• _Short problem A_: In the forum thread, which item from lamaria211's order had not arrived?

St. Chaz has wrought another miracle!


----------



## january noir (Jun 27, 2012)

shockolate said:


> i used it the way you posted upthread. i like it as a leave in though


 
Your hair may be longer or thicker than Coffee's.  Folow the instructions on the bottle for your length of hair (or go to Chaz Dean's website).


----------



## Coffee (Jun 27, 2012)

january noir said:


> Your hair may be longer or thicker than Coffee's. Folow the instructions on the bottle for your length of hair (or go to
> Chaz Dean's website).


 

JN, I think she's referring to Chaz's website instructions on how to use WEN, those are the instructions I posted, not mine.


----------



## january noir (Jun 27, 2012)

Coffee said:


> JN, I think she's referring to Chaz's website instructions on how to use WEN, those are the instructions I posted, not mine.


Hi Coffee 
I see.   I hope it all works for her...


----------



## Coffee (Jun 27, 2012)

MrsJaiDiva said:


> OMG...it's a Love Affair with Mango Coco!! ver18: It's just so Moisturizing! Now my hair was still in yesterday's WnG, and that means a tangle party. I just put it in 4 sections, and applied 7 pumps of MC per section on dry hair. I then pinned it up and put on a plastic cap, and went about my morning business. Just washed it out...No Tangles. Not even a tugging on the comb! Hair was Moist, Soft, and Silky.  I was done so quick, I kinda stood in the shower for another few minutes feeling like I missed something.
> 
> St. Chaz has wrought another miracle!


 

I feel your happiness....sniff...sniff, I'm just so emotional right now after reading your post .


----------



## lamaria211 (Jun 28, 2012)

Yaaaaaay my order just arrived I got my summer mango coconut and my 613 cleanser but my 613 mist is missing I called qvc and they said that one is coming by regular mail grrrrrr!


----------



## contsantia (Jun 28, 2012)

"St Chaz"  LMBO


----------



## 25Nona (Jun 28, 2012)

Thanks to this thread I am back on the WEN train.  I was really straying for a while, trying to find something else because it just seem like Wen had stopped cutting the mustard for me, my hair was looking dry and dull it didn’t have the luster and light fluffy feel anymore. But thanks to Coffee posting the proper usage directions that is what prompted me to give it another try and "Woot dare it is".....I am back in LOVE!.....I think over time I started to miss doing that splash of water while working it through, and believe me, adding that one step back in has made a whole heap of a difference.   

I can’t make this post without giving a shout out to JJamiah she dangled that 613 in front of me like a carrot and I am glad I took a bite.  I ordered it when it when QVC offered as the one time only and thank goodness that I did.  I think I have my staple regi down now.


----------



## JJamiah (Jun 28, 2012)

bign__17 said:


> Thanks to this thread I am back on the WEN train. I was really straying for a while, trying to find something else because it just seem like Wen had stopped cutting the mustard for me, my hair was looking dry and dull it didn’t have the luster and light fluffy feel anymore. But thanks to @Coffee posting the proper usage directions that is what prompted me to give it another try and "Woot dare it is".....I am back in LOVE!.....I think over time I started to miss doing that splash of water while working it through, and believe me, adding that one step back in has made a whole heap of a difference.

• _Listed records_:

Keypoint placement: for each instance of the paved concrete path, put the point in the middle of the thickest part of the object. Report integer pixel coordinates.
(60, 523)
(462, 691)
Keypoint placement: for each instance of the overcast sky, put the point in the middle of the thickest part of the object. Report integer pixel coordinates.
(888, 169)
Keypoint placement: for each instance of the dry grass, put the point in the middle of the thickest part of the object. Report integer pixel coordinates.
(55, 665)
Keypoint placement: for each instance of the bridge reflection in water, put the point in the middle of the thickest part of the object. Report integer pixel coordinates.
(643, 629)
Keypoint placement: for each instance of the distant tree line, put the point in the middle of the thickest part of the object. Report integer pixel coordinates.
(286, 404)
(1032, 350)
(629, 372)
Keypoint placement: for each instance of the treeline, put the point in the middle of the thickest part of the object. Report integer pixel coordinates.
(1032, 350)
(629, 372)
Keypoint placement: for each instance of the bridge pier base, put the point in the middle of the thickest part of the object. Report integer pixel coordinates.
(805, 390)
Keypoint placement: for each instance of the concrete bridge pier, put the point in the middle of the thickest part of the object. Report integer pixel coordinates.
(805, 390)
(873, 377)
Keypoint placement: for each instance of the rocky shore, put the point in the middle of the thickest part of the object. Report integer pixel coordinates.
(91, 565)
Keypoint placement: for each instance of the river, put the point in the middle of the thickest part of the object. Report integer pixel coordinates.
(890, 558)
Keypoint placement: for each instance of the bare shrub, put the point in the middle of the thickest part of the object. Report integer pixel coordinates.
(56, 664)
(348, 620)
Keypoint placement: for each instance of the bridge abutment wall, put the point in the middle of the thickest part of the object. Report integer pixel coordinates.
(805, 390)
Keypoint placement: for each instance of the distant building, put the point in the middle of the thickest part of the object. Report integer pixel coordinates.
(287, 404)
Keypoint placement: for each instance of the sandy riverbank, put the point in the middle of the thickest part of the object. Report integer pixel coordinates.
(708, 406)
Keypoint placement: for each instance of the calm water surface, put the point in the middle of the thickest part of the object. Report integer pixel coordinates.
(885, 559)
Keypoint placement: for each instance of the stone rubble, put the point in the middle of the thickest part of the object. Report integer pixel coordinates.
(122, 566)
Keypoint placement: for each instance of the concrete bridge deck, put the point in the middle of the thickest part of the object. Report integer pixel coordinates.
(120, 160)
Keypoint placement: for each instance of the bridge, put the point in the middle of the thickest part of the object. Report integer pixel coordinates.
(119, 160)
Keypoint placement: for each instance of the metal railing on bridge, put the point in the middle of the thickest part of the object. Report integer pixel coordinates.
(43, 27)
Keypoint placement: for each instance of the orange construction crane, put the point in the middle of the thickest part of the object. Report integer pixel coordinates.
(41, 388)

• _Short problem B_: Reproduce word for word the stretch of the listing from the line containing "Keypoint placement: for each instance of the metal" through the end of the listing.

• _Result A_: The 613 mist was missing from the order.

• _Result B_:
Keypoint placement: for each instance of the metal railing on bridge, put the point in the middle of the thickest part of the object. Report integer pixel coordinates.
(43, 27)
Keypoint placement: for each instance of the orange construction crane, put the point in the middle of the thickest part of the object. Report integer pixel coordinates.
(41, 388)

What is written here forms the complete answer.